### Work task
Go through the data and tally the lines that hold the string "muddy". Reply with the total alone.

Records provided Block Start

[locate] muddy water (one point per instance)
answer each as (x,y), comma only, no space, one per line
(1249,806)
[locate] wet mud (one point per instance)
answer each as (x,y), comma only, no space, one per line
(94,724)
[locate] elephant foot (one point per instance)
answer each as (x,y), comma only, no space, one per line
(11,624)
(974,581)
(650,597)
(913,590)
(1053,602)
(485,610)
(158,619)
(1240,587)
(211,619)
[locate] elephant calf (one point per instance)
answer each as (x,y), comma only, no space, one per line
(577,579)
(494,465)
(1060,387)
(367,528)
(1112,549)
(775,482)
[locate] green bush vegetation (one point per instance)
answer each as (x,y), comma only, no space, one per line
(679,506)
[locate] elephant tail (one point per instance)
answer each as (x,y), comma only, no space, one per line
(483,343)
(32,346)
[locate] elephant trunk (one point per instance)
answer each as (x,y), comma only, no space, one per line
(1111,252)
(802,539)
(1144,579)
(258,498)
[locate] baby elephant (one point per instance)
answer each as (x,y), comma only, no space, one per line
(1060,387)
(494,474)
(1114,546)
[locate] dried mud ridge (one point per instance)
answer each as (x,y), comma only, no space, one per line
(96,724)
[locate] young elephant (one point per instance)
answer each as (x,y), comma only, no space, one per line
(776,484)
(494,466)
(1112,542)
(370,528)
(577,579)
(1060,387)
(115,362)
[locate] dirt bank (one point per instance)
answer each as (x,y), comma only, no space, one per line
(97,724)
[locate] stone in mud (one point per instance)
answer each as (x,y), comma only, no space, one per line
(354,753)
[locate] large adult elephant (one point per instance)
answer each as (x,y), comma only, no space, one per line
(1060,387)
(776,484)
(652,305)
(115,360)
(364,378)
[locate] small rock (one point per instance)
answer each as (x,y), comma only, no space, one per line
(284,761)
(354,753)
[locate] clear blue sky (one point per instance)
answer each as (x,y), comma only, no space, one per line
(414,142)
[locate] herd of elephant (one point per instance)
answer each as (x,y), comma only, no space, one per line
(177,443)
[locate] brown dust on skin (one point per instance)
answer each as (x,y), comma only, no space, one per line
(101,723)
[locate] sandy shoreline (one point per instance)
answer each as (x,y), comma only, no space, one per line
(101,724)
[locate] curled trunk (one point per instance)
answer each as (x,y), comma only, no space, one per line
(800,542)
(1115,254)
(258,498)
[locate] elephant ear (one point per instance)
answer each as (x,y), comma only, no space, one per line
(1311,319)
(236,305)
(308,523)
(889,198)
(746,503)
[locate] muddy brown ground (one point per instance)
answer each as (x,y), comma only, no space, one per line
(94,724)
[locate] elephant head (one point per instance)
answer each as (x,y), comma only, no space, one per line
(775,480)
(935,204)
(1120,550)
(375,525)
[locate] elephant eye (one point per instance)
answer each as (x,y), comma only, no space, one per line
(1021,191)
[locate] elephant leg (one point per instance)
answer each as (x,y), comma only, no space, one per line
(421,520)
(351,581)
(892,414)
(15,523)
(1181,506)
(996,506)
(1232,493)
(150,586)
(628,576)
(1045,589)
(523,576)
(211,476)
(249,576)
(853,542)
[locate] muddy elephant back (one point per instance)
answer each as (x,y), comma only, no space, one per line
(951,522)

Records provided Block End

### Written answer
3